The request :: Continue the biography of football coach James Augustine Skipper after its final sentence, not the listing that follows it.

Passage shown ::

--*--

James Augustine Skipper (born January 23, 1949) is a former American football coach who was best known for being the running backs coach for the Carolina Panthers of the National Football League (NFL) for 15 years (over two separate stretches). He was also the offensive coordinator for the New York Giants for three years, starting in 1997.

Early years
A native of Brawley, California, Skipper was an all-conference selection at Imperial Valley College, where he led the league in kickoff returns. He then transferred to Whittier College, where he played defensive back and he paced the conference in punt returns during his career. Skipper holds a B.A. degree in physical education from Whittier.

Coaching career
Skipper began his coaching career at California State Polytechnic University, Pomona, where he coached the defensive backs from 1974-1976.  After coaching the defensive backs for two seasons at San Jose State University, Skipper moved to the offensive side of the ball, coaching the running backs at University of the Pacific in 1979.  He then went on to coach the running backs at University of Oregon from 1980-1982 before he made the jump to the professional ranks.

--*--

Records ::
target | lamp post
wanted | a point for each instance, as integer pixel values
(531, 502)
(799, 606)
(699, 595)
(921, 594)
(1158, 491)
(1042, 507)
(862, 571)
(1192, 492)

--*--

Response ::
Skipper started his professional coaching career with the Philadelphia/Baltimore Stars of the United States Football League from 1983-1985.  He then moved on to the National Football League with the New Orleans Saints.  Starting in 1986, Skipper served as the running back coach till 1995. During his 10-year tenure with New Orleans, Skipper coached two Pro Bowlers, Rueben Mayes in 1986 and 1987 and Dalton Hilliard in 1989. Mayes' 1,353 yards in 1986 and Hilliard's 1,262 in 1989 still stand among the 10 highest single-season rushing totals in Saints history.  He became the running backs coach for the Carolina Panthers since 2002.  In 2009, Skipper helped make NFL history as two of his running backs, DeAngelo Williams and Jonathan Stewart, became the first set of teammates ever to rush for over 1,100 yards in the same season.  He was announced as the running backs coach for the Tennessee Titans on February 18, 2011.  He returned to the Carolina Panthers coaching staff in 2013, coaching running backs.

In the 2015 season, Skipper and the Panthers reached Super Bowl 50 on February 7, 2016. The Panthers fell to the Denver Broncos by a score of 24–10.

After the 2018 season, Skipper announced his retirement from coaching.

Personal
He has two sons, who are also football coaches: Tim Skipper, currently the linebackers coach at Fresno State and Kelly Skipper, currently the running backs coach for the Buffalo Bills.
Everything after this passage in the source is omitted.